• _PAGE EXTRACT_
In its previous comment, the Committee referred to the possibility of incorporating the content of Ministerial Agreement No. STSS-196-2015, which protects workers wishing to form trade unions, in the Labour Code reform process, which has been in the hands of the Committee for the Handling of Disputes referred to the ILO (MEPCOIT) since 2019. The Committee notes that, according to COHEP: (i) the MEPCOIT has been inactive since May 2021; (ii) in October 2023, it requested the revival of the MEPCOIT; and (iii) on 17 May 2024, its rules of operation were approved. The Committee notes that, according to the Government, the workers and employers have yet to reach an agreement on the Labour Code reforms. The Committee once again encourages the Government and the social partners to consider this matter in the context of the Labour Code reform and firmly hopes that all the parties concerned will make their utmost effort to ensure that the MEPCOIT resumes its activities on a regular basis as soon as possible. The Committee requests the Government to provide information in this regard and reminds the Government that it may avail itself of the technical assistance of the Office in relation to this and all the issues raised in this comment.
Article 2. Adequate protection against acts of interference. For more than a decade, the Committee has been requesting the Government to take the necessary measures to incorporate into the legislation explicit provisions that ensure effective protection against acts of interference by the employer, in accordance with Article 2 of the Convention. The Committee notes the Government’s indication that in order to guarantee freedom of association and prevent acts of interference, SETRASS issued the above-mentioned Agreements No. 342 of 2022 and No. 433 of 2023, adjusting fines to bring them in line with inflation and thus increasing them. While noting these indications, the Committee once again recalls that in order to ensure that effect is given to Article 2 of the Convention in practice, the legislation must make express provision for sufficiently dissuasive remedies and sanctions against acts of interference by employers against workers and their organizations, including against measures that are intended to promote the establishment of workers’ organizations under the domination of employers or employers’ organizations, or to support workers’ organizations by financial or other means with the objective of placing such organizations under the control of employers or employers’ organizations. The Committee once again requests the Government to take due note of this matter in the Labour Code reform process, and to provide information on the progress achieved in this respect.

• _INFORMATION SUPPLIED_

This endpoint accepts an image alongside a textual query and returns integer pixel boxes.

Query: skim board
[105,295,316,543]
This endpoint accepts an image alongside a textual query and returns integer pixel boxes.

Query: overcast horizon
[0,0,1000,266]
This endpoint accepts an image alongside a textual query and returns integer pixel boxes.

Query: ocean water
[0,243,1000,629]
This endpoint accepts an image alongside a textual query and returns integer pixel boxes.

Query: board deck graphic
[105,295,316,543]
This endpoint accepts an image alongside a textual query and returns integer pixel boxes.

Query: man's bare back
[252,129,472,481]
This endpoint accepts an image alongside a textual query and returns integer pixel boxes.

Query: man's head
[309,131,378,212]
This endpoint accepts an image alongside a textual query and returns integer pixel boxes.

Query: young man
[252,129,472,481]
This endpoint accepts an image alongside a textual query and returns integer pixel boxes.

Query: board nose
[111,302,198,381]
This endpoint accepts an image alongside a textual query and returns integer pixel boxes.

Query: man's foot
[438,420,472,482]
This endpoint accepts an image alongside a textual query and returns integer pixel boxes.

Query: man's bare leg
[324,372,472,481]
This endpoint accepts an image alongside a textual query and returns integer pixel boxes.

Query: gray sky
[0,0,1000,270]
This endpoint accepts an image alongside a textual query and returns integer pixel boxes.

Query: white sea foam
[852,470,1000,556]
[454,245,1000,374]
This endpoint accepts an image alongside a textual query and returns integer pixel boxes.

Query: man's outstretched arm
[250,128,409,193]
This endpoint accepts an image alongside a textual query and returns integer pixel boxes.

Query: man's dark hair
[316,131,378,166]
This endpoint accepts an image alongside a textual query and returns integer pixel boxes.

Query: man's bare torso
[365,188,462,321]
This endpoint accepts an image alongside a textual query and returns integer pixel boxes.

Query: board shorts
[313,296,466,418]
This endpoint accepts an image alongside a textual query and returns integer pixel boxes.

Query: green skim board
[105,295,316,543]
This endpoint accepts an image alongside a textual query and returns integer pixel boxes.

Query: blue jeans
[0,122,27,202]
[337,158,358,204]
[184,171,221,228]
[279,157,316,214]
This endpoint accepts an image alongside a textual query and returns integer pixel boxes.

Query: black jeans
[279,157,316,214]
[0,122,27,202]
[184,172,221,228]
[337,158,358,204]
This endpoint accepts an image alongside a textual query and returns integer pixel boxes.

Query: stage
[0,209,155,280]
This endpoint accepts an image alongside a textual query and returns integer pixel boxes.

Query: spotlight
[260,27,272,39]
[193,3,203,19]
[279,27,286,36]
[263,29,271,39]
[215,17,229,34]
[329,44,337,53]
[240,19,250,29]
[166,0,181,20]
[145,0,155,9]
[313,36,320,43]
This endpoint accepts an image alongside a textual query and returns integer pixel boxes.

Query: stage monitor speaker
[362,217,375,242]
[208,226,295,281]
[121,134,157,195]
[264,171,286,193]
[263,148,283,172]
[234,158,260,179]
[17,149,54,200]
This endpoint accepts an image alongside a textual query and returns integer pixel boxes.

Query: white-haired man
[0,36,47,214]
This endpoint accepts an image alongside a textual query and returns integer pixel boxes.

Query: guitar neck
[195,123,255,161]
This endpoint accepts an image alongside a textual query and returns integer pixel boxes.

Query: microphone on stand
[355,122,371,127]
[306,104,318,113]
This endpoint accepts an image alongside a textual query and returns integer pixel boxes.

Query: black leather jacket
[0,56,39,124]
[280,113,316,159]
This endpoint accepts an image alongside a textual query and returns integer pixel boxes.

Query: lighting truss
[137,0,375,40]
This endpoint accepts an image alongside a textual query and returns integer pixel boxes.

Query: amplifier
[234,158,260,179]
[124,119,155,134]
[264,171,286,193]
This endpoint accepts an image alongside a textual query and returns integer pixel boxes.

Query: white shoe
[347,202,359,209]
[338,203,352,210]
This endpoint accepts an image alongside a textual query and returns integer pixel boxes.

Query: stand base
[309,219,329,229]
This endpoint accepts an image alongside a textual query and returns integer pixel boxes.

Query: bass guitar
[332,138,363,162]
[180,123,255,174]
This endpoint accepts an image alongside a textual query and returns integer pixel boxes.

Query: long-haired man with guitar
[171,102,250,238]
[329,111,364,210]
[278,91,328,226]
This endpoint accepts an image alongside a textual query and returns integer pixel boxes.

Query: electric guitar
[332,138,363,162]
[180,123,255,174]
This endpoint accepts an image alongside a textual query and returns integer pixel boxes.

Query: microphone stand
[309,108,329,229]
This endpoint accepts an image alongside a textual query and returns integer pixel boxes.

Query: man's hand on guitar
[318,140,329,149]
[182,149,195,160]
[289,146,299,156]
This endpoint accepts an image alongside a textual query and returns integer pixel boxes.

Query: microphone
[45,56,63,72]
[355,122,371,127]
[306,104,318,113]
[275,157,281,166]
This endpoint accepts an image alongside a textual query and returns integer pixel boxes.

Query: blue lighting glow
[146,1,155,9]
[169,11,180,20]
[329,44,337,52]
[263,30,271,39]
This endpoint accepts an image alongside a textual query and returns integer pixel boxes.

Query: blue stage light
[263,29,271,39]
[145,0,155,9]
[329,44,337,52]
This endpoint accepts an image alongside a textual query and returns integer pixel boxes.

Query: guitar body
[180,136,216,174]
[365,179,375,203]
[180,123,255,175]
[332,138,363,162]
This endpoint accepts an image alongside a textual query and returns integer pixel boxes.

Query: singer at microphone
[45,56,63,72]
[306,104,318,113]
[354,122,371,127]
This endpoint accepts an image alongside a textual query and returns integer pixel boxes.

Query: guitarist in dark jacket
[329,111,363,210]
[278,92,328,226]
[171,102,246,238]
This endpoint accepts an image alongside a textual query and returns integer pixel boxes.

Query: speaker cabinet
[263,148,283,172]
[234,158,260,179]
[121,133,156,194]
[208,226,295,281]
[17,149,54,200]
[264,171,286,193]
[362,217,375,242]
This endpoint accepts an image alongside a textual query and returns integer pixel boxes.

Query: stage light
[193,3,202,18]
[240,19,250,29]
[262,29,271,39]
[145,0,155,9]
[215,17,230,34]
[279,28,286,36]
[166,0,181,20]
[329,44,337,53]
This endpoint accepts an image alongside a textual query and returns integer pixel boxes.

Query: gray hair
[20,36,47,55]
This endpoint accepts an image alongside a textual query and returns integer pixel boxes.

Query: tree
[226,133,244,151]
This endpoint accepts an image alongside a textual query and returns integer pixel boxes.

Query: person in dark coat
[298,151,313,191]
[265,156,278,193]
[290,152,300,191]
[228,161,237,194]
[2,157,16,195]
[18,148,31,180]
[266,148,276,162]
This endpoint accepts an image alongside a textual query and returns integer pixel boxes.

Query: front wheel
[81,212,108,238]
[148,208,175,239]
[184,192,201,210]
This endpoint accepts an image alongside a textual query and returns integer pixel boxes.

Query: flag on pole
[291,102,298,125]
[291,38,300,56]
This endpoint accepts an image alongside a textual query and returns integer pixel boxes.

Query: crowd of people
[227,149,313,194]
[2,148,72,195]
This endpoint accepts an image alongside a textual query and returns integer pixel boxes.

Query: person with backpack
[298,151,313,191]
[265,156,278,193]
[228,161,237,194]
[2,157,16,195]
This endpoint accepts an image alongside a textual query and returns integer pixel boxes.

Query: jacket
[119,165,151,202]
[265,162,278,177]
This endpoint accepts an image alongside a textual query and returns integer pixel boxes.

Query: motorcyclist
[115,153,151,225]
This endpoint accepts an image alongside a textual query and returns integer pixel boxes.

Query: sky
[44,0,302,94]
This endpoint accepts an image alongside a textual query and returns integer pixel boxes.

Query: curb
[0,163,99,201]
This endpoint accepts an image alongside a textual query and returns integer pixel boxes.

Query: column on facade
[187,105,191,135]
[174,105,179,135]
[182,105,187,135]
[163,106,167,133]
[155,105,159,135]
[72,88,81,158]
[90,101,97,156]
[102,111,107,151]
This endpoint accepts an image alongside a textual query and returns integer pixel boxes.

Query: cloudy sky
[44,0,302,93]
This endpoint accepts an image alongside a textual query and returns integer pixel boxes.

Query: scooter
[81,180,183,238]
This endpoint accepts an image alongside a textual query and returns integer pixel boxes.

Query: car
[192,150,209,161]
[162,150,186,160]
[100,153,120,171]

• _WHAT TO WORK ON_
Please state, from the committee comment above, the date on which the MEPCOIT's rules of operation were approved.

• _COMPLETE RESPONSE_
17 May 2024